• DESCRIPTION OF THE TASK:
List every line in the items below that contains the string "polygonal". Case counts.

* Begin DATA SECTION *

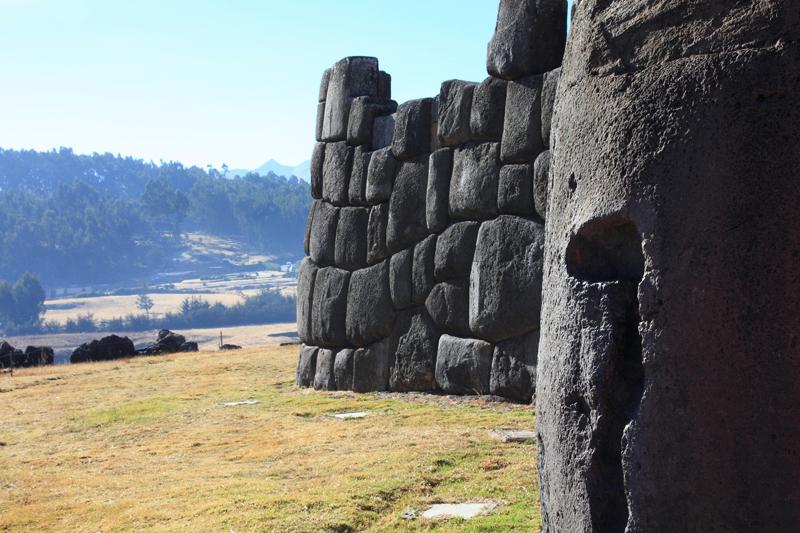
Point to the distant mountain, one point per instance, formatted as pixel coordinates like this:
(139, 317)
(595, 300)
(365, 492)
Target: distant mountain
(302, 171)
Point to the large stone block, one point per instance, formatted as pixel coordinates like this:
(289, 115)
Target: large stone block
(349, 78)
(343, 369)
(455, 249)
(363, 112)
(513, 372)
(371, 367)
(463, 365)
(351, 238)
(370, 312)
(357, 186)
(400, 278)
(438, 190)
(306, 366)
(422, 278)
(376, 233)
(380, 176)
(454, 108)
(317, 167)
(448, 305)
(412, 129)
(383, 132)
(473, 186)
(322, 241)
(541, 177)
(329, 307)
(506, 278)
(488, 110)
(522, 125)
(305, 295)
(324, 377)
(336, 173)
(549, 87)
(407, 223)
(529, 38)
(309, 226)
(515, 190)
(417, 341)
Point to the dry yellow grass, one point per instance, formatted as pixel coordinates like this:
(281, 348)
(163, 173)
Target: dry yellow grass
(146, 444)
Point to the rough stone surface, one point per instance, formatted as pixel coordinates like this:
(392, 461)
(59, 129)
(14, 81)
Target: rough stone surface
(351, 238)
(448, 305)
(324, 377)
(336, 173)
(513, 372)
(412, 129)
(455, 249)
(463, 365)
(376, 233)
(506, 278)
(522, 126)
(380, 176)
(473, 186)
(305, 294)
(322, 244)
(371, 367)
(370, 312)
(329, 307)
(529, 38)
(438, 190)
(415, 355)
(357, 187)
(307, 367)
(454, 109)
(422, 278)
(363, 112)
(317, 168)
(343, 369)
(400, 278)
(668, 360)
(541, 177)
(515, 190)
(549, 86)
(406, 223)
(488, 110)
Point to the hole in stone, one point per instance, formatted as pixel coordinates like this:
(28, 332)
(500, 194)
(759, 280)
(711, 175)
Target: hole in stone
(606, 249)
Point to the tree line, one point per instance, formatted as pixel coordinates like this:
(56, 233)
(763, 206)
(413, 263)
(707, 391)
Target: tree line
(86, 219)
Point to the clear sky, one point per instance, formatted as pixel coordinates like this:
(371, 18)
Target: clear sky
(212, 82)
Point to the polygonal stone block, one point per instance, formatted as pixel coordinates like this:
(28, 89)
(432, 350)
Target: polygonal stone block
(454, 108)
(407, 205)
(522, 126)
(529, 38)
(455, 249)
(329, 307)
(336, 173)
(488, 110)
(506, 278)
(515, 190)
(351, 238)
(370, 312)
(463, 365)
(412, 130)
(415, 355)
(438, 190)
(473, 186)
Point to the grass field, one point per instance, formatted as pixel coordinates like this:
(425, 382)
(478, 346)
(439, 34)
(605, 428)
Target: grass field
(147, 444)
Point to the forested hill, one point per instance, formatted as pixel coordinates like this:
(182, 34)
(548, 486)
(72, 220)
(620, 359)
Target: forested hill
(95, 218)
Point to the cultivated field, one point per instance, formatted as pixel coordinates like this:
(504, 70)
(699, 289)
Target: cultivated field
(147, 444)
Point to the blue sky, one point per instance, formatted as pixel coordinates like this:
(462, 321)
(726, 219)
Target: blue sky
(212, 82)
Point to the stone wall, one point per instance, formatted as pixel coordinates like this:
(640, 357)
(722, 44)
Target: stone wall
(425, 240)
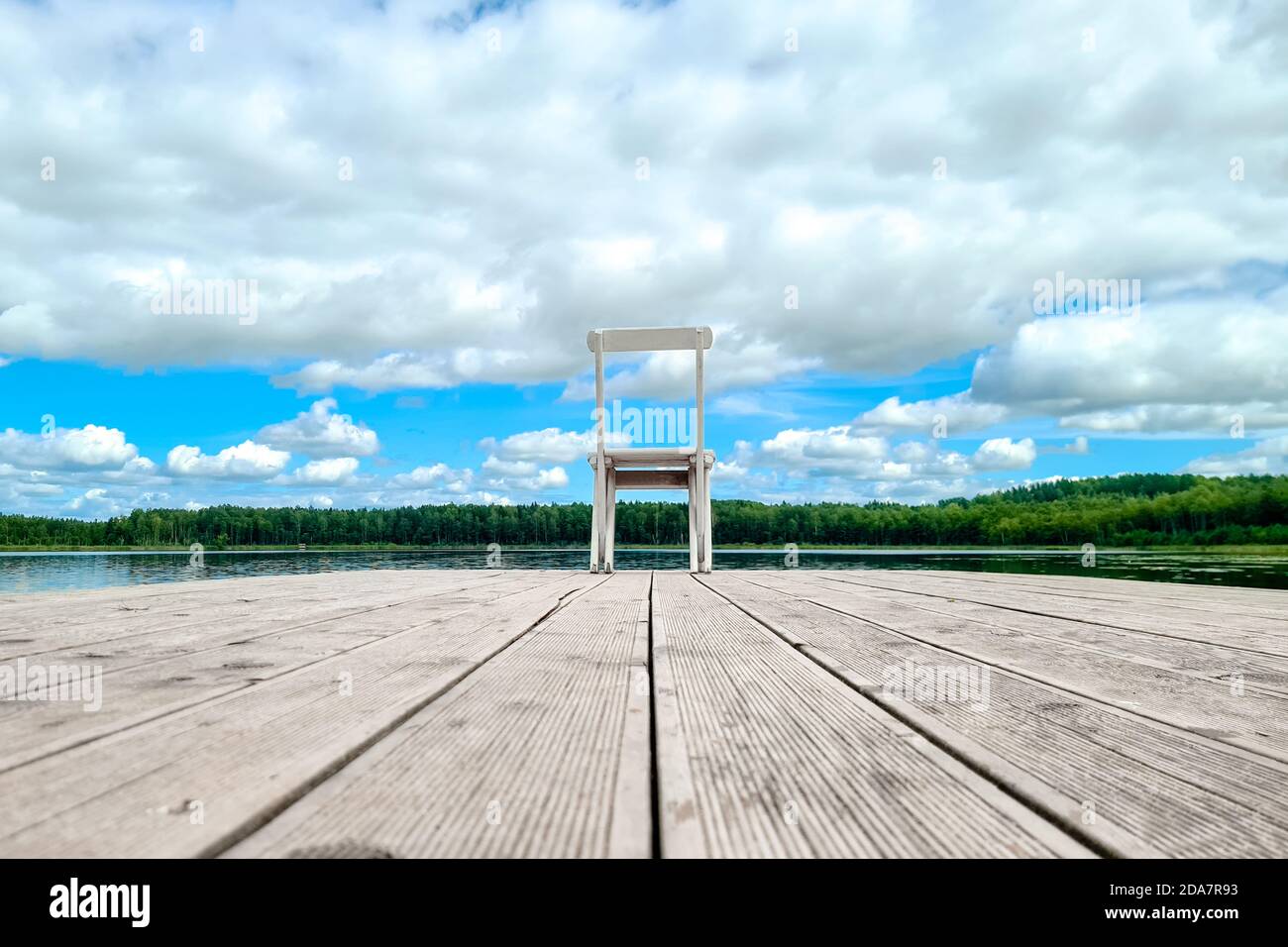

* End DATA SECTION *

• THE RESULT:
Point to the polygonal stone block, one point per instance, formatted as pixel coordinates like this:
Target: polygonal stone block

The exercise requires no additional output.